◆ Short exercise:
Pull out every line of the material below that contains the string "instances", treating uppercase and lowercase letters as distinct.

__________________________________________________

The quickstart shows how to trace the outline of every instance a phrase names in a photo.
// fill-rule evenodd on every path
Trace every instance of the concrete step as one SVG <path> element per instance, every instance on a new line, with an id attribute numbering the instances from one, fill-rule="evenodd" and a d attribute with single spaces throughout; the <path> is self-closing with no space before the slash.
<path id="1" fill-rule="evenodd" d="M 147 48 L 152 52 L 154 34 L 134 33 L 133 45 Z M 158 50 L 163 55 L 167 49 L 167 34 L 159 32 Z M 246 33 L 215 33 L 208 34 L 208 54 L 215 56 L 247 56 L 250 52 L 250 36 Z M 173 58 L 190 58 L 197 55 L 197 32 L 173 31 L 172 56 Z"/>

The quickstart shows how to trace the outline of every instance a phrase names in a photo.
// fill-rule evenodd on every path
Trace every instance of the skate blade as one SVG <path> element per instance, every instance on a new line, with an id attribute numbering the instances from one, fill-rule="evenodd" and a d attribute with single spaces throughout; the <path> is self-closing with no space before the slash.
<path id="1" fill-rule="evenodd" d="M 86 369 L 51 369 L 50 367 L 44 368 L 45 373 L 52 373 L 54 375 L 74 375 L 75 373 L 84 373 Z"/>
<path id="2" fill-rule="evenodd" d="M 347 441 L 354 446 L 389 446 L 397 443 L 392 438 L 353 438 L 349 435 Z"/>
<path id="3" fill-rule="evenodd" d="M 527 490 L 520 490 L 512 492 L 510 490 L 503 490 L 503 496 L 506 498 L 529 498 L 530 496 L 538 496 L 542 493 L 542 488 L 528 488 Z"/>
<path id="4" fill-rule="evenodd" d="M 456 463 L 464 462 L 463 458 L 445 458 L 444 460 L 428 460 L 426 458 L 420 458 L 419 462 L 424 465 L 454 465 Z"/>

__________________________________________________

◆ Solution for this exercise:
Trace every instance of the concrete step as one SVG <path> element per instance, every instance on a new line, with an id attribute numbering the instances from one, fill-rule="evenodd" and a d attribute with single spaces throughout; the <path> is self-closing with no space before the slash.
Trace every instance of the skate blade as one SVG <path> element per instance, every instance on a new line, with an id attribute numbering the instances from one, fill-rule="evenodd" and a d attribute with single spaces throughout; the <path> is self-closing with no space before the slash.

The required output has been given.